WHAT THIS TASK INVOLVES — Apart from the images, every record below must be given again without alteration.

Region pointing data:

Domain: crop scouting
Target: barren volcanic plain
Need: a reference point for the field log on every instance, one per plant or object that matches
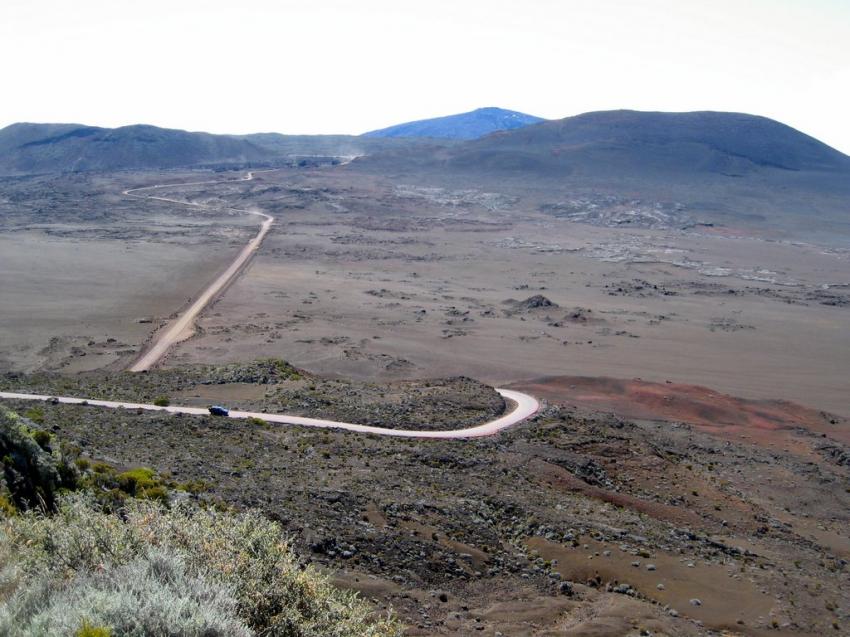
(689, 473)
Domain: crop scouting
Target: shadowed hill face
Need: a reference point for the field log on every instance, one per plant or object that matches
(471, 125)
(616, 142)
(44, 148)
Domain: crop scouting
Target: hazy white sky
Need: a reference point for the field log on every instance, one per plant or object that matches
(333, 66)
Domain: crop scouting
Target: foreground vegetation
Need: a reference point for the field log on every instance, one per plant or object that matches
(152, 566)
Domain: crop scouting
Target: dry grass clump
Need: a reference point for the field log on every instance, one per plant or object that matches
(152, 570)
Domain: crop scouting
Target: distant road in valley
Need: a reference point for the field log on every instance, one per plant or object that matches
(525, 406)
(182, 327)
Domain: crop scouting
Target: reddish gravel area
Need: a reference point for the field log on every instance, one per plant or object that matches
(767, 422)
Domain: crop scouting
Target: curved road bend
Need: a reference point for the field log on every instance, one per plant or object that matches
(524, 407)
(182, 327)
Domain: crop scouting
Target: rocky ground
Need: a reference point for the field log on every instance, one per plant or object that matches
(574, 523)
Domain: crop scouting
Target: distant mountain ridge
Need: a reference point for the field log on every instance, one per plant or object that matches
(618, 144)
(700, 140)
(464, 126)
(43, 148)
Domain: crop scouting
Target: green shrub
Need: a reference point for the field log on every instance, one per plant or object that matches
(36, 414)
(156, 571)
(42, 439)
(102, 467)
(87, 630)
(137, 479)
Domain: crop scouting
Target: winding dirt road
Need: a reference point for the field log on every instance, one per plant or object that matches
(524, 407)
(182, 327)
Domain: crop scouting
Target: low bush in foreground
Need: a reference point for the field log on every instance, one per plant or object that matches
(151, 570)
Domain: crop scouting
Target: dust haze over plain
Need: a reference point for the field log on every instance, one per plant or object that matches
(342, 67)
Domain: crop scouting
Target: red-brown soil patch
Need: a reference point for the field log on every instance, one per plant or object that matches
(765, 422)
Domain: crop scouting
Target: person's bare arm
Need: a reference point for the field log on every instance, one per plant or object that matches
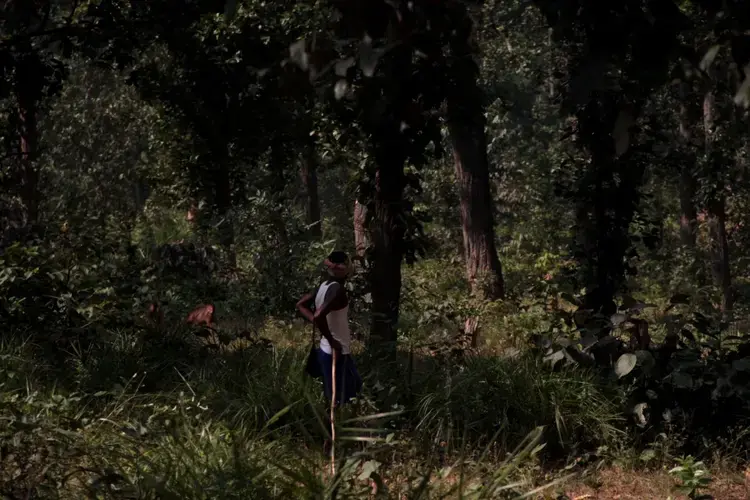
(303, 306)
(334, 296)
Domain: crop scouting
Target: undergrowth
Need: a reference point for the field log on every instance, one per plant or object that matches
(246, 423)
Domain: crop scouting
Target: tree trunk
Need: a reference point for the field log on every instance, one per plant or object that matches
(309, 174)
(466, 124)
(28, 137)
(720, 253)
(224, 208)
(688, 212)
(361, 236)
(717, 210)
(387, 230)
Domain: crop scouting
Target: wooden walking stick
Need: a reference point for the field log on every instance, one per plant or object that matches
(333, 407)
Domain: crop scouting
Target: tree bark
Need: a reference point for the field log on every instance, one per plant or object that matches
(717, 210)
(688, 212)
(26, 95)
(224, 208)
(687, 187)
(309, 175)
(720, 253)
(361, 236)
(466, 125)
(387, 230)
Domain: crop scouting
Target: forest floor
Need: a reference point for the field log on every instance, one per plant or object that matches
(620, 484)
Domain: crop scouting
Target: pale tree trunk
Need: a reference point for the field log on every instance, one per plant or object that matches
(717, 214)
(309, 175)
(466, 125)
(361, 235)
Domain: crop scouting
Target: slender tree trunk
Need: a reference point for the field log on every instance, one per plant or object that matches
(387, 230)
(717, 211)
(309, 175)
(361, 236)
(466, 125)
(26, 95)
(688, 212)
(720, 253)
(224, 208)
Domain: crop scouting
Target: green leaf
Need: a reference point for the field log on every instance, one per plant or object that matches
(709, 57)
(368, 469)
(618, 319)
(625, 364)
(682, 380)
(645, 360)
(647, 455)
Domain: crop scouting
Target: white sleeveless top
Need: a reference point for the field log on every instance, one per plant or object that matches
(338, 322)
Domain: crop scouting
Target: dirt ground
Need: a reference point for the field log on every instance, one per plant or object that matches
(618, 484)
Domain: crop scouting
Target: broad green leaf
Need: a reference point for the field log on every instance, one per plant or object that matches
(625, 364)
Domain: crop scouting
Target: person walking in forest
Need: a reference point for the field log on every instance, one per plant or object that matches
(331, 318)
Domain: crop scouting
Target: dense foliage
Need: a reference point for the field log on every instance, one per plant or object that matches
(544, 201)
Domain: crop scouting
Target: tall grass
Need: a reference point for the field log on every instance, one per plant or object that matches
(133, 419)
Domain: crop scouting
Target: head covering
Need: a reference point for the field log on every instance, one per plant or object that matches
(337, 265)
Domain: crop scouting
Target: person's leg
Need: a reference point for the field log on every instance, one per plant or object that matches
(347, 379)
(325, 361)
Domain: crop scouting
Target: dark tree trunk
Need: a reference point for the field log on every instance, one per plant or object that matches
(720, 253)
(716, 209)
(688, 213)
(361, 235)
(224, 209)
(466, 124)
(27, 95)
(309, 174)
(387, 230)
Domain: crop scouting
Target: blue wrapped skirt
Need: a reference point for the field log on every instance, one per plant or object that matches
(348, 381)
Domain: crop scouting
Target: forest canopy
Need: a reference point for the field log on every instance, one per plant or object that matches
(543, 201)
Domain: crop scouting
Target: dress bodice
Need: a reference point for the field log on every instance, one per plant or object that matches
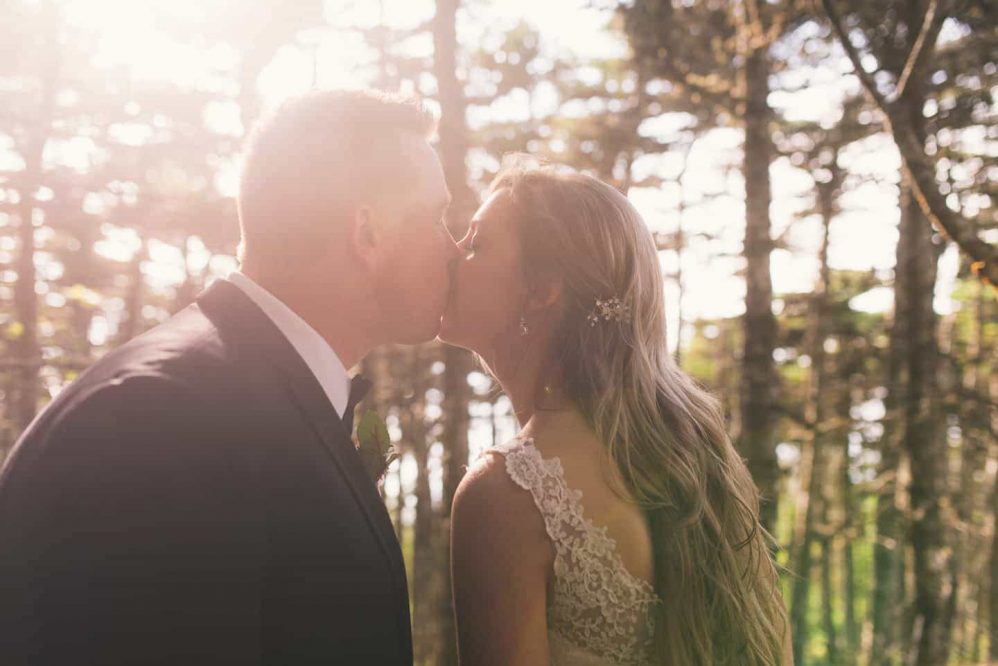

YOUR SOLUTION —
Domain: crop scouting
Target: barren volcanic plain
Need: a reference point for the field log on every instance, one per plant or object that matches
(689, 473)
Domain: crop scouting
Target: shadowed hill face
Need: a reference point for the field log on every instance, one per plant or object that matches
(471, 125)
(616, 142)
(44, 148)
Domain: crop scouting
Target: hazy white sky
Need: a reference point for the field log on every instance, one per plant or object that matches
(333, 66)
Domain: crop scouting
Target: foreground vegetation
Need: a reference point for the field log on every instance, one per plant or object that matches
(152, 566)
Domain: crop scouting
Target: dry grass clump
Need: a reference point for the field log on every instance, one per plant or object that matches
(152, 570)
Domain: crop scouting
Target: distant road in valley
Need: a reference point for the field log on every instance, one per plant or object that matches
(525, 406)
(182, 327)
Domain: crop scouting
Target: reddish gravel area
Need: a reference point for the field log on every instance, one per plant or object that matches
(767, 422)
Domain: crop scouting
Target: curved road bend
Need: a reference point for the field log on every instance, one per plant or object that matches
(524, 407)
(182, 327)
Domain: crop scouting
Target: rocky ground
Need: a reference point for the field log on every instance, one per plant or object that matches
(574, 523)
Domain: crop scouting
Target: distant mountain ridge
Need: a reference point for the field log on every instance, one per plant or object that matches
(618, 144)
(700, 140)
(464, 126)
(43, 148)
Domain: crop scouting
Target: green shrub
Need: a reference point for the field log on every instance, one per plant or object that matches
(36, 414)
(156, 571)
(42, 439)
(102, 467)
(87, 630)
(137, 479)
Domain: crop scouting
Target: winding dirt road
Need: a reference point for the field log on every instance, one per plant or object that matches
(524, 407)
(182, 327)
Domain: crop scouting
Target: low bush in foreground
Need: a reference point for the field log on every instance, one per plant or object that matches
(151, 570)
Domain: crop scouting
Target: dust haze over plain
Need: a reference point for the field log on every instance, one per plant or object that matches
(342, 67)
Domain: crop scouting
Target: red-brown soil patch
Need: a reference point for the field log on every instance, one per plant or object that matches
(765, 422)
Domain: crop scouting
Target: person's bare arm
Need: a reference point for the field log on every instance, one per plant or object that matches
(303, 306)
(334, 296)
Domain: crop scouting
Target: undergrowth
Need: a reference point for the field log on every instance, one per plant or object that matches
(246, 423)
Domain: crop scouting
Target: tree trunk
Need: a reference point for the field log on every instance, one per plant or object that matches
(309, 174)
(466, 124)
(28, 137)
(720, 253)
(224, 208)
(688, 212)
(361, 236)
(717, 210)
(387, 230)
Domain: crop scouting
Target: wooden walking stick
Need: a reference point for the field log on every instance, one per plant or object that matches
(333, 407)
Domain: crop scouting
Target: tree bark
Need: a reference point for the field log on every instance, one per plant or object that matches
(717, 210)
(688, 212)
(26, 95)
(224, 208)
(687, 187)
(309, 175)
(720, 253)
(361, 236)
(466, 125)
(387, 230)
Domain: crop scouting
Target: forest floor
Need: a reference point for the field log on every instance, one per plant or object that matches
(620, 484)
Domain: crop scouting
Target: pale tree trunk
Need: a reference point for the field log on every instance, one per plant or object that matches
(717, 214)
(309, 175)
(466, 125)
(361, 235)
Domain: crop scouting
Target: slender tree trunk
Need: a reference point for the field log on every instance, one per plant or object that matches
(387, 230)
(717, 211)
(309, 175)
(361, 236)
(466, 125)
(26, 95)
(688, 212)
(720, 253)
(224, 208)
Domain: crop scouting
Target: green leaf
Need: a reference point for the field log on every instance, one per plant or object that matches
(709, 57)
(368, 469)
(618, 319)
(625, 364)
(682, 380)
(645, 360)
(647, 455)
Domain: crop scouting
Target: white sleeveless top
Need: a reference point for the field log on every instance, one per plant or object that matches
(338, 322)
Domain: crop scouting
Target: dirt ground
Need: a reference point for the field log on every instance, one per plant or object that matches
(618, 484)
Domain: crop scouting
Target: broad green leaf
Need: a reference point for the field log on every instance, one per plant or object that matches
(625, 364)
Domain: crop scouting
Target: person walking in forest
Need: a reference point for the field log on every instance, one per plant or object that matches
(331, 318)
Domain: crop scouting
Target: dense foliage
Need: a reference point for the field log on every instance, one per plant or object that matches
(544, 201)
Domain: crop scouting
Target: tall grass
Need: a reference point for the field log on every instance, one per plant or object that matches
(133, 419)
Domain: crop scouting
Target: head covering
Need: a reference point for the field log on every instance, one per plant or object that matches
(337, 265)
Domain: crop scouting
Target: person's leg
Need: a reference point for the field log on every instance, one per plant or object that matches
(347, 379)
(325, 361)
Domain: crop scouting
Target: dark tree trunk
Need: a reference point for the field log on every instance, one per plant or object that matches
(720, 253)
(716, 209)
(688, 213)
(361, 235)
(224, 209)
(466, 124)
(27, 95)
(309, 174)
(387, 230)
Domain: crop scouting
Target: blue wrapped skirt
Need: a reference point for the field log on every instance, one per plant or object that matches
(348, 381)
Domain: crop scouting
Target: forest canopy
Need: a reference point for the field log on every instance, one per plant or object that matches
(543, 201)
Domain: crop scouting
Target: dress bodice
Need: a reference point for the field log on every instance, one per plant or object that matches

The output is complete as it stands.